======== DATASET RECORDS ========

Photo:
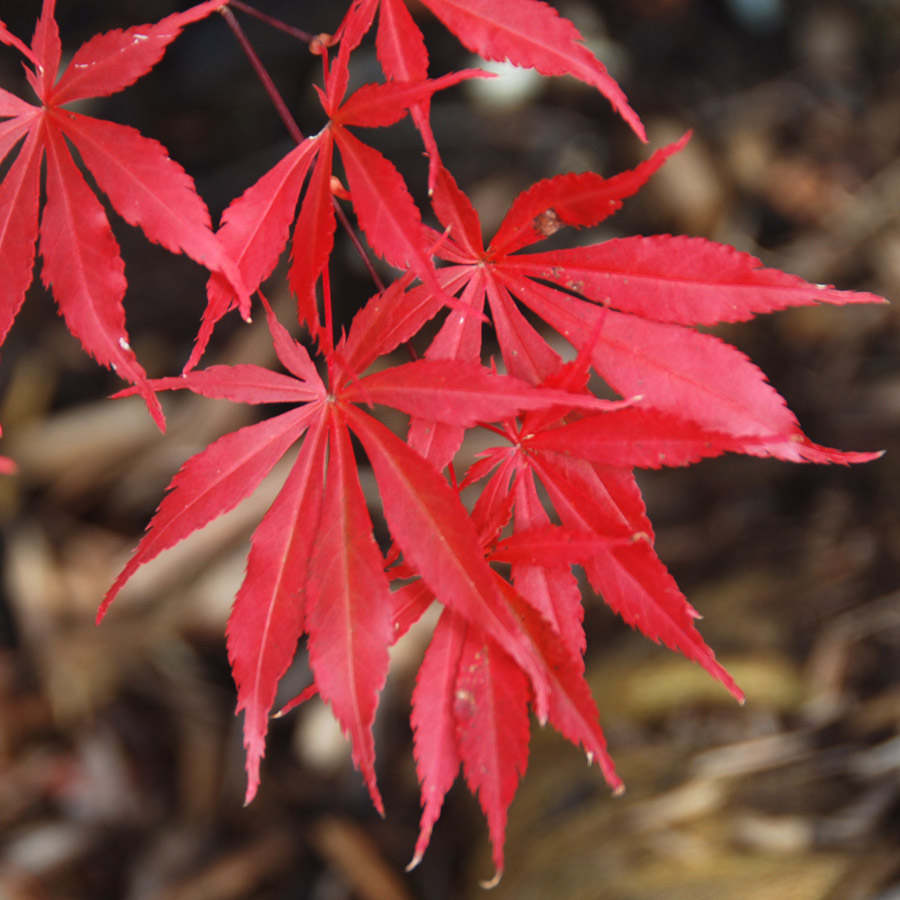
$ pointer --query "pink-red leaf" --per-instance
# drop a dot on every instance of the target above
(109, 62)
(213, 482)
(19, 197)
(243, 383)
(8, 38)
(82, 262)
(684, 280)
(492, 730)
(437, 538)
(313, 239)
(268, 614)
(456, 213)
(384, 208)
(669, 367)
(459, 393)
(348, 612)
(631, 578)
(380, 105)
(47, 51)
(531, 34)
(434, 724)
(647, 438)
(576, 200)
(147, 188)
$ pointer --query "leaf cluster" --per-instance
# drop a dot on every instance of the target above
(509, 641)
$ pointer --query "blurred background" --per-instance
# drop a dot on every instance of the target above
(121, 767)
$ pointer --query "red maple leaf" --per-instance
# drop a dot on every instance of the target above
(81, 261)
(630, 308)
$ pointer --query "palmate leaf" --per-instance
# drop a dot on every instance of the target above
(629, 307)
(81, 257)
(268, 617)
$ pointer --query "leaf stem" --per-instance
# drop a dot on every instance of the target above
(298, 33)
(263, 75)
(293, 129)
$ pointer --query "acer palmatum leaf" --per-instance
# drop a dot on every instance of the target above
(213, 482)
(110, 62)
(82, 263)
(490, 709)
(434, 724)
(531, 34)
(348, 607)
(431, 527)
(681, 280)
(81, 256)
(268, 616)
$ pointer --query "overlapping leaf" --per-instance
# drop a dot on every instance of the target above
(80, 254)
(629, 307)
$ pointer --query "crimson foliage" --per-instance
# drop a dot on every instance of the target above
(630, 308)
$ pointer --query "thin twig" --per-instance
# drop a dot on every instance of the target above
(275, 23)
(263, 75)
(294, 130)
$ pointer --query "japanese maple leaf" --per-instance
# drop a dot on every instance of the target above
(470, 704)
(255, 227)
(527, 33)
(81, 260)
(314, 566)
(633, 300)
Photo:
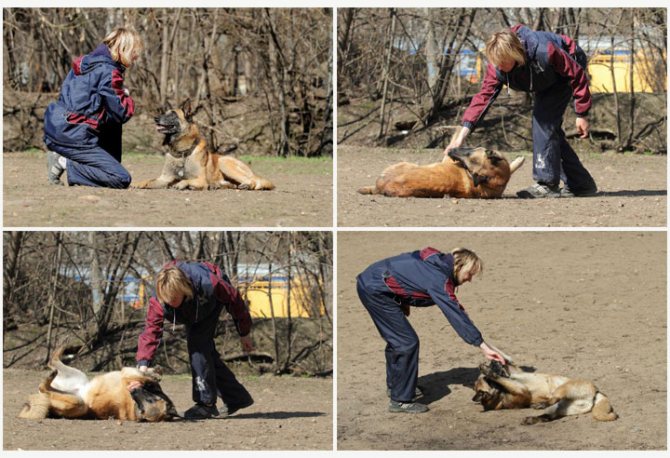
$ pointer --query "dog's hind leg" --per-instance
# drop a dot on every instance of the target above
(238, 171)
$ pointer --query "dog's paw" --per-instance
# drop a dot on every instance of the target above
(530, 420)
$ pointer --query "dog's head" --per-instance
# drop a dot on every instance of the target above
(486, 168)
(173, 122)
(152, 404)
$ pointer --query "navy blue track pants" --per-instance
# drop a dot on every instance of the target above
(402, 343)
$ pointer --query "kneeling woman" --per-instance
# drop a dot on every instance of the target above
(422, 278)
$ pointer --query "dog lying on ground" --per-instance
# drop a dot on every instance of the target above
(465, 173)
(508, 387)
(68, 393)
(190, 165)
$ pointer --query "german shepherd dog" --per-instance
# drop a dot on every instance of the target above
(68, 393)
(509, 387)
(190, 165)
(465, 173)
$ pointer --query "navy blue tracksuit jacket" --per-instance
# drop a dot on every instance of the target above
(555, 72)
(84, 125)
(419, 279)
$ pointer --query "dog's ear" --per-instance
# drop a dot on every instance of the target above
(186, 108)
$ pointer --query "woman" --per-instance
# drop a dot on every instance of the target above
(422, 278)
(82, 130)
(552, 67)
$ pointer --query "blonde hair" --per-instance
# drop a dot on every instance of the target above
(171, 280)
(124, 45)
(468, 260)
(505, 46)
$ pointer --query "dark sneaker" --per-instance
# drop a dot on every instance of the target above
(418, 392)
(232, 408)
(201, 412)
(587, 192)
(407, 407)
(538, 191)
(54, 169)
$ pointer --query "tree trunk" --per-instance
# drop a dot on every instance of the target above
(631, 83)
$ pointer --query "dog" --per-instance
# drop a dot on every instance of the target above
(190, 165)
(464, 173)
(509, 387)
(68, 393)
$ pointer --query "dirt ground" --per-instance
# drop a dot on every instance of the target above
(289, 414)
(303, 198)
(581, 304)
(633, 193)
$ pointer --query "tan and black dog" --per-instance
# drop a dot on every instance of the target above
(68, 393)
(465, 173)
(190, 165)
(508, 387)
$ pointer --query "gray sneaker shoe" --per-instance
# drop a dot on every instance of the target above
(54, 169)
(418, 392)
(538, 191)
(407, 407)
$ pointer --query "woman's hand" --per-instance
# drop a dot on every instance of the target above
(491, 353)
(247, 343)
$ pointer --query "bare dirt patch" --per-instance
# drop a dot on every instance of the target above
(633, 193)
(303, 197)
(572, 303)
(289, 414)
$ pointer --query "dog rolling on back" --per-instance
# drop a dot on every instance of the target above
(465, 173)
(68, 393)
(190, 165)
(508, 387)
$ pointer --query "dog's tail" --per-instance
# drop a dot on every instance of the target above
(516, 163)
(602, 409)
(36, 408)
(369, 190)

========

Word for word, quote the lines above. Omit the pictures.

## [RESULT OF THE TASK]
Photo:
$ pointer --query "pink-red leaf" --per-instance
# drop a dot on every instance of the target above
(109, 62)
(213, 482)
(19, 197)
(243, 383)
(8, 38)
(82, 262)
(684, 280)
(492, 730)
(437, 538)
(313, 239)
(268, 614)
(456, 213)
(384, 208)
(669, 367)
(459, 393)
(348, 612)
(631, 578)
(380, 105)
(47, 51)
(531, 34)
(434, 724)
(647, 438)
(576, 200)
(147, 188)
$ pointer --query "leaf cluster" --per-instance
# drop a dot on every instance of the target above
(509, 641)
$ pointer --query "blurred background" --per-instance
# drop a dot on every instance of the target above
(121, 767)
$ pointer --query "red maple leaf" --per-instance
# drop a dot on every instance of the target above
(81, 261)
(630, 308)
$ pointer --query "palmate leaf" --per-instance
# drop a dot on every instance of the target above
(629, 307)
(81, 257)
(268, 617)
$ pointer --query "leaf stem" --per-instance
# drop a dot on every instance of the target above
(298, 33)
(263, 75)
(293, 129)
$ pointer --query "acer palmatum leaf" --per-instance
# drop a dot on every instance of the target above
(213, 482)
(110, 62)
(82, 263)
(490, 709)
(434, 724)
(531, 34)
(348, 607)
(431, 527)
(681, 280)
(81, 256)
(268, 616)
$ pointer --query "overlapping leaf" --per-instance
# drop a dot on every instance of the target above
(80, 254)
(629, 307)
$ pointer --query "crimson foliage" --per-instance
# drop a dot on every instance of the target above
(630, 308)
$ pointer --query "thin twig" --per-instance
# drop a dot on every instance of the target above
(275, 23)
(263, 75)
(294, 130)
$ pointer --query "japanese maple leaf" --per-instance
# drop a dot on every instance of the target above
(470, 704)
(255, 227)
(527, 33)
(81, 260)
(314, 566)
(633, 300)
Photo:
$ pointer --query "dog's hind leg" --per-instance
# drop a dot on every instance of the target above
(238, 171)
$ pointer --query "dog's paw" --per-instance
# drop a dot on every instance of the target above
(530, 420)
$ pointer --query "dog's head" --per-instance
# drop a dot on every instance of the target above
(486, 168)
(173, 122)
(152, 404)
$ pointer --query "navy blue track pants" --per-instance
# drop a dot on every instance of the target above
(402, 343)
$ pointer --query "kneeling woman" --per-instance
# drop a dot on every instance of the target above
(422, 278)
$ pointer --query "dog lying on ground" --per-instance
# drop a dot on every instance of the target above
(465, 173)
(508, 387)
(68, 393)
(190, 165)
$ pointer --query "german shepherd dog" --per-instance
# drop a dot on every instance of the target above
(68, 393)
(509, 387)
(190, 165)
(465, 173)
$ pointer --query "navy blue tracksuit jacket" --per-instance
# drop a dot on every instance of the target above
(555, 72)
(84, 125)
(419, 279)
$ pointer --query "dog's ear" --per-instance
# drop a dot on every instance of the target above
(186, 108)
$ pointer --query "woman" --per-instance
# drop a dot on every instance of the target above
(422, 278)
(82, 130)
(552, 67)
$ pointer --query "blonde hair" --per-instance
# drop a dot on every instance of the target above
(171, 280)
(124, 45)
(468, 260)
(505, 46)
$ pointer --query "dark sneaker" --per-instance
# drop a dot on every instance of the target above
(418, 392)
(232, 408)
(201, 412)
(587, 192)
(407, 407)
(538, 191)
(54, 169)
$ pointer --query "tree trunk" --per-instance
# drop a dot on every instance of the target above
(631, 83)
$ pointer --query "dog" --per-instance
# drop a dot on every instance of the target above
(190, 165)
(464, 173)
(509, 387)
(68, 393)
$ pointer --query "dirt ground" --per-instance
# drop a dot on every instance of the target above
(289, 414)
(303, 198)
(581, 304)
(633, 193)
$ pointer --query "tan and black dog" --per-instance
# drop a dot on every instance of the target above
(68, 393)
(465, 173)
(190, 165)
(508, 387)
$ pointer --query "gray sneaker shoe" --per-instance
# drop a dot on every instance of the target above
(54, 169)
(418, 392)
(538, 191)
(407, 407)
$ pointer --query "woman's hand" --per-instance
# drop a dot on every instance of the target above
(491, 353)
(247, 343)
$ pointer --query "bare dirt patch" --per-instance
# drop a dot on every instance of the target above
(633, 193)
(303, 197)
(572, 303)
(289, 414)
$ pointer --query "dog rolling on back" --per-instance
# drop a dot on every instance of the target above
(465, 173)
(68, 393)
(190, 165)
(508, 387)
$ pointer --query "dog's tail" --per-instance
# drop a dot on every instance of the target above
(516, 163)
(602, 409)
(36, 408)
(369, 190)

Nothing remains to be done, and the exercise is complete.